Stored entries

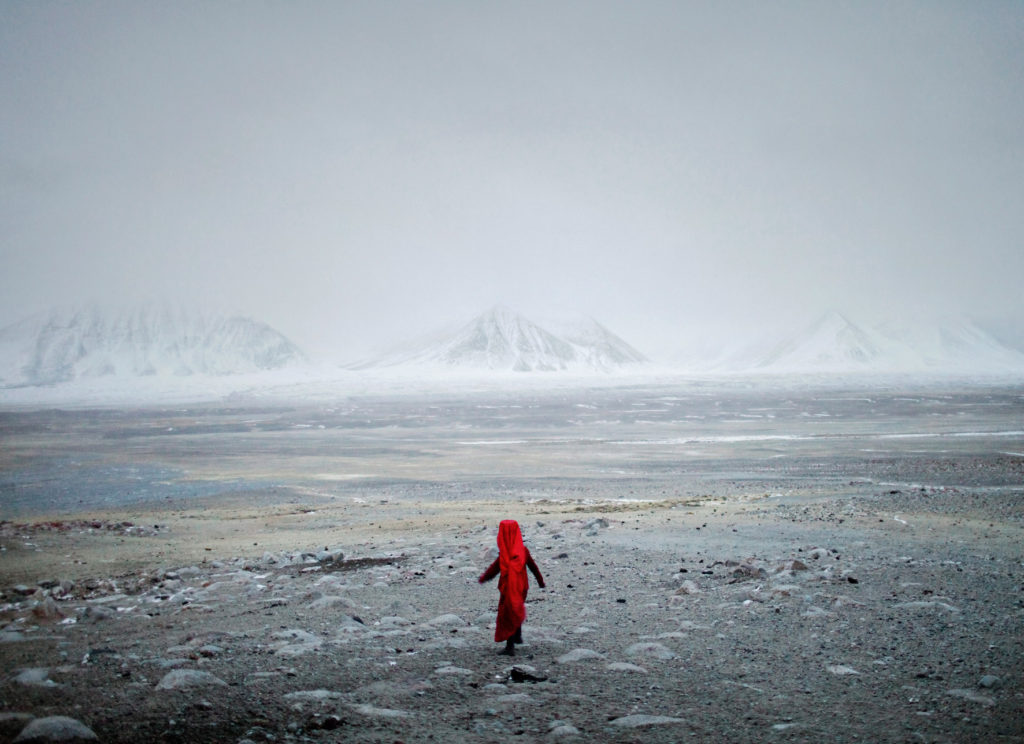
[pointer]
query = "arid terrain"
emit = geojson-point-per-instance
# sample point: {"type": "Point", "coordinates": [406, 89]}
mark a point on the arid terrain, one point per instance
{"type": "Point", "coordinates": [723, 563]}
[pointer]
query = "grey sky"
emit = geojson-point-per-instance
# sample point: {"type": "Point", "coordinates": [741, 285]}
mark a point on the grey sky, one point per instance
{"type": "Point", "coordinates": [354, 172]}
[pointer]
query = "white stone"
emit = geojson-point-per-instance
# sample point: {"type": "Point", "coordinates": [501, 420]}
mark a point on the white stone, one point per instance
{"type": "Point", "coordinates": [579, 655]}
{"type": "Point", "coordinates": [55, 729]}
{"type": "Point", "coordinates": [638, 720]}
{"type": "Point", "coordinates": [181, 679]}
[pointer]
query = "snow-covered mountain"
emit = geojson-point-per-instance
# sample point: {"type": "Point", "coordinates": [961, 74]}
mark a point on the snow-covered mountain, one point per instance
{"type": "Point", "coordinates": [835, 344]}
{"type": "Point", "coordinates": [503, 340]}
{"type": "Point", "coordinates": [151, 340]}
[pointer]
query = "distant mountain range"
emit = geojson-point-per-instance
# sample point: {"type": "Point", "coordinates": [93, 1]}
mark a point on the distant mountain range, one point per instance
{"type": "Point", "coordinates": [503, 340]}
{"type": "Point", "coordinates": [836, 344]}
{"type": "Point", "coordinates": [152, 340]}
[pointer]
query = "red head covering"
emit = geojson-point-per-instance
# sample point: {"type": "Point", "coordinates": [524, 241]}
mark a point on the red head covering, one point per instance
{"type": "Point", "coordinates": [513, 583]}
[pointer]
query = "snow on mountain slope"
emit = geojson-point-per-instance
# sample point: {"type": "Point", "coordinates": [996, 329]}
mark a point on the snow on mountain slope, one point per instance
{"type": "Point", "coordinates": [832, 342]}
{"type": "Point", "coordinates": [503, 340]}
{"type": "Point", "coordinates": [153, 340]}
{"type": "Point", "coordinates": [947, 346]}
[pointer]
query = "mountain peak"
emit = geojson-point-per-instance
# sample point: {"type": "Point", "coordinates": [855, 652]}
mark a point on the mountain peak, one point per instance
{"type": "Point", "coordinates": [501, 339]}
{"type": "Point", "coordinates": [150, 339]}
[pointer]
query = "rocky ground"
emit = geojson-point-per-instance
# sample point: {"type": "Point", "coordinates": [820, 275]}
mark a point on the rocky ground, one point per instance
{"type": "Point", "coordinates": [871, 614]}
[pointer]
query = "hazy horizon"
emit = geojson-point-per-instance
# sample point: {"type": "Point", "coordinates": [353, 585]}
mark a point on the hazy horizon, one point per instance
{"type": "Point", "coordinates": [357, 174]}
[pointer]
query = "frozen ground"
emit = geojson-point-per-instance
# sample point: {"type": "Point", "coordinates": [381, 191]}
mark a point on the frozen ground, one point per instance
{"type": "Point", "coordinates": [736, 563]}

### Stated task
Count the lines in the material above that contain the word "slope" and give only that number.

### Correct response
2